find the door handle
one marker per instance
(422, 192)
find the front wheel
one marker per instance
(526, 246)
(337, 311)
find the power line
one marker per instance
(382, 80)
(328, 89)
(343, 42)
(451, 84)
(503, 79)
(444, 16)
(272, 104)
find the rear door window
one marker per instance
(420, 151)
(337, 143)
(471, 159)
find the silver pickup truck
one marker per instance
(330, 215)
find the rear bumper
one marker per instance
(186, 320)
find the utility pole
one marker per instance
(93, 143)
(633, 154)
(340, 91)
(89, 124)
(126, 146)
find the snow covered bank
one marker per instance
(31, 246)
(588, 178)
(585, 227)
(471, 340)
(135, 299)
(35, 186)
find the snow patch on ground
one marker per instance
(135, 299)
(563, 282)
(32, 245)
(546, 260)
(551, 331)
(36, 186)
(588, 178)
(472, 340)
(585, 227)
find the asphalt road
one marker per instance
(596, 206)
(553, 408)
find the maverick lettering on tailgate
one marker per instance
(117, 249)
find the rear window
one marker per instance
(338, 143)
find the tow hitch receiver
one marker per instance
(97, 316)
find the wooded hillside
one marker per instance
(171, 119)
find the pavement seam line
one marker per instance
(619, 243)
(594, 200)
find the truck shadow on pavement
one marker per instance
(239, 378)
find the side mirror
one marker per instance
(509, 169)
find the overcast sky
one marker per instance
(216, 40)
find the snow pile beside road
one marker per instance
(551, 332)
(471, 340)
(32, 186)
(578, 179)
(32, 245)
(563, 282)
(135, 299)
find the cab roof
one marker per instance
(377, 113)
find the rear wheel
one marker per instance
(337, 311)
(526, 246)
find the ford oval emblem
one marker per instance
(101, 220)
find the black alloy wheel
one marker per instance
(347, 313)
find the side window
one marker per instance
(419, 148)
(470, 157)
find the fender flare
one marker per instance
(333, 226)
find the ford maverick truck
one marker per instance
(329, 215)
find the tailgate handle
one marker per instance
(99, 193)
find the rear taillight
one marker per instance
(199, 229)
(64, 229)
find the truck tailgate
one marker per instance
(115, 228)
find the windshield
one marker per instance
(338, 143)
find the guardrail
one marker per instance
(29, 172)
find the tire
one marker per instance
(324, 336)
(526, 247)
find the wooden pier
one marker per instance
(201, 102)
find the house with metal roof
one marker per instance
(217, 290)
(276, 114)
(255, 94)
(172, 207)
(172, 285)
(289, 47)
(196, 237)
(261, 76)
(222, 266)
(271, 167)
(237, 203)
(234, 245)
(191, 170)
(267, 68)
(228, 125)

▸ WORK TO BE COMPLETED: Word for word, transcribe the data shown above.

▸ SOLUTION FOR THIS PROBLEM:
find the door handle
one marker per instance
(422, 192)
find the front wheel
one marker per instance
(526, 246)
(337, 311)
find the power line
one marker per instance
(382, 80)
(328, 89)
(343, 42)
(451, 84)
(503, 79)
(444, 16)
(272, 104)
find the rear door window
one marker per instance
(420, 151)
(337, 143)
(471, 159)
find the silver pickup truck
one marker per instance
(330, 215)
find the rear bumper
one marker per instance
(186, 320)
find the utility pole
one marker per instance
(93, 143)
(633, 154)
(340, 91)
(89, 124)
(126, 146)
find the snow covered bank
one marker per instance
(31, 246)
(588, 178)
(585, 227)
(471, 340)
(135, 299)
(35, 186)
find the snow patch on ground
one marker per instance
(135, 299)
(563, 282)
(32, 245)
(546, 260)
(551, 331)
(36, 186)
(588, 178)
(472, 340)
(585, 227)
find the asphalt road
one marker per instance
(596, 206)
(553, 408)
find the maverick lettering on tailgate
one marker per instance
(117, 249)
find the rear window
one marker per instance
(338, 143)
find the tow hitch receiver
one marker per instance
(97, 316)
find the wooded hillside
one marker per instance
(171, 119)
find the pavement seam line
one marker per instance
(619, 243)
(594, 200)
find the truck shadow on pavement
one marker per instance
(239, 378)
find the side mirror
one marker per instance
(509, 169)
find the overcast sky
one marker per instance
(216, 40)
find the snow pile beside road
one marker per instance
(551, 332)
(471, 340)
(32, 186)
(578, 179)
(32, 245)
(563, 282)
(135, 299)
find the cab roof
one marker per instance
(377, 113)
find the rear wheel
one marker per instance
(337, 311)
(526, 246)
find the ford oval emblem
one marker per instance
(101, 220)
find the black alloy wheel
one marker per instance
(347, 313)
find the side window
one marker per instance
(419, 148)
(470, 157)
find the fender flare
one marker per instance
(333, 226)
find the ford maverick truck
one marker per instance
(329, 215)
find the tailgate handle
one marker per instance
(99, 193)
find the rear taillight
one marker per instance
(199, 229)
(64, 229)
find the truck tailgate
one marker per instance
(115, 228)
find the windshield
one marker per instance
(338, 143)
find the guardrail
one marker per instance
(29, 172)
find the tire
one marker per instance
(324, 336)
(526, 247)
find the wooden pier
one marker per instance
(201, 102)
find the house with metal roof
one marker per instance
(217, 290)
(276, 114)
(255, 94)
(172, 207)
(172, 285)
(289, 47)
(196, 237)
(261, 76)
(222, 266)
(271, 167)
(237, 203)
(234, 245)
(191, 170)
(267, 68)
(228, 125)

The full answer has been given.